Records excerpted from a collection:
########################################

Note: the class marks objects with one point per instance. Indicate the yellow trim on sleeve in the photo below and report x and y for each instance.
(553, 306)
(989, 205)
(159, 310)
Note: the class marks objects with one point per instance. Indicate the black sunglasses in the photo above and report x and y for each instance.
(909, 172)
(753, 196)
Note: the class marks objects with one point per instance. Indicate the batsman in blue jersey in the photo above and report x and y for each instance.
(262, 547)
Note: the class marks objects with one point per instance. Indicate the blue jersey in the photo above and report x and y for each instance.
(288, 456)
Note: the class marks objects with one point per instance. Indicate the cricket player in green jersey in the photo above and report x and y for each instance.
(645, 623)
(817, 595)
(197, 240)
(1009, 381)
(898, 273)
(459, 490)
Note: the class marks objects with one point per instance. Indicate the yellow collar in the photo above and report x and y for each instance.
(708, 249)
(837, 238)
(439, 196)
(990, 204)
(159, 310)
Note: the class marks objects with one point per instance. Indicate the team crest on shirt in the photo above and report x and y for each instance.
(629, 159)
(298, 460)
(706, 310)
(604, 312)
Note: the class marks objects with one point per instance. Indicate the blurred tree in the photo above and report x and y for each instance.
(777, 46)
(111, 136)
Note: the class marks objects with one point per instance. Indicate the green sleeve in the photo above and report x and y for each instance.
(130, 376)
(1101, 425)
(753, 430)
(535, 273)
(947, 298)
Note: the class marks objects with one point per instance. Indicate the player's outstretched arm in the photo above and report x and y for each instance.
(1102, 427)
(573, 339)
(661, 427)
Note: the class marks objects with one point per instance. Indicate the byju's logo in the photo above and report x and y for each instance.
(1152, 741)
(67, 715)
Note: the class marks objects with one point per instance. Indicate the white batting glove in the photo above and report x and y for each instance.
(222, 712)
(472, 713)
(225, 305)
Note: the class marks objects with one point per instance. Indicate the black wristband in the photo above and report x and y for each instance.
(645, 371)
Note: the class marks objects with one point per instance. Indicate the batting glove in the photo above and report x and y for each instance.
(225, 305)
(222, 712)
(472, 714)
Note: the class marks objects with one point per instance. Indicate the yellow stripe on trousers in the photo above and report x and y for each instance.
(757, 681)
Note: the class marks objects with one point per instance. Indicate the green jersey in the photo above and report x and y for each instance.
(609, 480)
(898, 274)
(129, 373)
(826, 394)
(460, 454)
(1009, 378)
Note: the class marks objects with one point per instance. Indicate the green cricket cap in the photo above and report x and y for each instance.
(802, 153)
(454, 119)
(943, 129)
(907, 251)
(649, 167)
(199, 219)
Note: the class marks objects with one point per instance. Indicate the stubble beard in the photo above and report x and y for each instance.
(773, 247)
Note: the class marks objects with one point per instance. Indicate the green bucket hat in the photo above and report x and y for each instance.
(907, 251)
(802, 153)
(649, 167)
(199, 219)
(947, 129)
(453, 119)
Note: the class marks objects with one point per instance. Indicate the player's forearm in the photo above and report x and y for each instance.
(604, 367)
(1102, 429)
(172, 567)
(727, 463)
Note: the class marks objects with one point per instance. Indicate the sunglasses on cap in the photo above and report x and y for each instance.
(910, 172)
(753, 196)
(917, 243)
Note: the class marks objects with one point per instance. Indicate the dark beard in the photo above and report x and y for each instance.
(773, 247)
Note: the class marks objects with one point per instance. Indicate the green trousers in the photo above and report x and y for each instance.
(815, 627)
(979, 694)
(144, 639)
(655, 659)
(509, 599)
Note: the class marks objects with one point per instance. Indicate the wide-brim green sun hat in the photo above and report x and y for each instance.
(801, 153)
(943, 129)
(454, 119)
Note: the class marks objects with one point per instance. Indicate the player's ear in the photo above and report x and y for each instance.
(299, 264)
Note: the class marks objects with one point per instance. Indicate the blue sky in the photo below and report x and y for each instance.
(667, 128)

########################################

§ **GIVEN INSTRUCTION**
Starting with the line that contains "Indicate the wide-brim" and going on through the end of the material, write out only those lines again, requests included, and scale every coordinate in the answers by 0.5, rounding to whole numbers with halves rounded up.

§ **OUTPUT FOR THIS TASK**
Note: the class marks objects with one point per instance. Indicate the wide-brim green sun hat in the photo above and report x and y for each instance.
(401, 77)
(472, 65)
(227, 60)
Note: the class marks objects with one point per instance. Indicate the player's ear in the photo above and report x and y for each instance.
(150, 132)
Note: the class marks objects with one point per instance. Indicate the blue sky in the photo below and report x and y for each instance.
(334, 64)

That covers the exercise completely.